*WORK INSTRUCTIONS*.
Return, unchanged, everything from the beginning of the items down to and including the line that contains "pixel 307 99".

*LISTED RECORDS*.
++++++++
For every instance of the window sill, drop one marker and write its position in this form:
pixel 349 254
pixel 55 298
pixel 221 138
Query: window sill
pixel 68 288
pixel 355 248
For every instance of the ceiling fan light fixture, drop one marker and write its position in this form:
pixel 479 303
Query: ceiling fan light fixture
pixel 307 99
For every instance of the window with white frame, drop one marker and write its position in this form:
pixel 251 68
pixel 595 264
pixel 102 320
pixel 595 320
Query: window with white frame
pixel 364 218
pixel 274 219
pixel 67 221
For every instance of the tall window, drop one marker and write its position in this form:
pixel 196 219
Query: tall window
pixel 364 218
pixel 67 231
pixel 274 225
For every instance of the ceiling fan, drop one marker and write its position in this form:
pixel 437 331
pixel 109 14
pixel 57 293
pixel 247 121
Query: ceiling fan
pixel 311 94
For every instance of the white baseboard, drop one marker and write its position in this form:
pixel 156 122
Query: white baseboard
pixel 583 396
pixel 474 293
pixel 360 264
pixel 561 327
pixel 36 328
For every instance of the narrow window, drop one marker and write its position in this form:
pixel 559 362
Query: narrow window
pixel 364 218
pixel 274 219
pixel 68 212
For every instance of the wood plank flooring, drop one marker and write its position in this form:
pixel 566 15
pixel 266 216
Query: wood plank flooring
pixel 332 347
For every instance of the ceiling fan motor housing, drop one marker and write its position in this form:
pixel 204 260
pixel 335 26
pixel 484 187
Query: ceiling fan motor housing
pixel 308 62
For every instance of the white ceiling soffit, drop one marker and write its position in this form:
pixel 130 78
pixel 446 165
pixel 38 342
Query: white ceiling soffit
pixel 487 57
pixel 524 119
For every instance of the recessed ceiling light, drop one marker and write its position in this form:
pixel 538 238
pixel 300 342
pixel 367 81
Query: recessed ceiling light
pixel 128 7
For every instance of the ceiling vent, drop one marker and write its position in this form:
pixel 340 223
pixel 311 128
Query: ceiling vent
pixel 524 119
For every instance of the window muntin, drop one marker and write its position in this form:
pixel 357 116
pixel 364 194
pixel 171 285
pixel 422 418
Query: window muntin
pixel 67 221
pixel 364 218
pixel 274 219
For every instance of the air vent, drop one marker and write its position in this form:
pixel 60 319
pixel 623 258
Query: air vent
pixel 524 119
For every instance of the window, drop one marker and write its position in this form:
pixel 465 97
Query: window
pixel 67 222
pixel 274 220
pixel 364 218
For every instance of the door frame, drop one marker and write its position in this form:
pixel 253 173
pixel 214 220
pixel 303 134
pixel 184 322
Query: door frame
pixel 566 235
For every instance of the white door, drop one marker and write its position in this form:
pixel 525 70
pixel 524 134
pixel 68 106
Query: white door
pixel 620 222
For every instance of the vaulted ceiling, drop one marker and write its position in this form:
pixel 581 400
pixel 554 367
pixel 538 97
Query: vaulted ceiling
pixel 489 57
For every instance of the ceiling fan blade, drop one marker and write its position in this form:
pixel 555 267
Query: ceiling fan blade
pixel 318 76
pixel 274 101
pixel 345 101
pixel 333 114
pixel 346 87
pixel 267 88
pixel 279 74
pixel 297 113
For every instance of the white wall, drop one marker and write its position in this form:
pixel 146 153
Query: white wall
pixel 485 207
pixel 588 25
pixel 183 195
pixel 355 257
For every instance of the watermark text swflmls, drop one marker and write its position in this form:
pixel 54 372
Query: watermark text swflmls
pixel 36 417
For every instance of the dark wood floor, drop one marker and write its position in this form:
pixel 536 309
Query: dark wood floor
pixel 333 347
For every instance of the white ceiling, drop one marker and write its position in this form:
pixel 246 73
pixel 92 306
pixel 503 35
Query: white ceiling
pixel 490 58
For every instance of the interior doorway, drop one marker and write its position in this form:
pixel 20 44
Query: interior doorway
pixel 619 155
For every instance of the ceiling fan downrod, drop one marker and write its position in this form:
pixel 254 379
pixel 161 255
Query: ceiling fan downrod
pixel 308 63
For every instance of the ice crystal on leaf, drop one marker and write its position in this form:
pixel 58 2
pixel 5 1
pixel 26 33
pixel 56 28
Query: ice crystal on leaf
++++++++
*RESULT*.
For every instance of the window sill, drop one marker and write its position in this form:
pixel 349 254
pixel 55 298
pixel 221 138
Query: window sill
pixel 68 288
pixel 355 248
For every instance of the ceiling fan light fixture, drop one marker and write its position in this form:
pixel 479 303
Query: ceiling fan light fixture
pixel 307 99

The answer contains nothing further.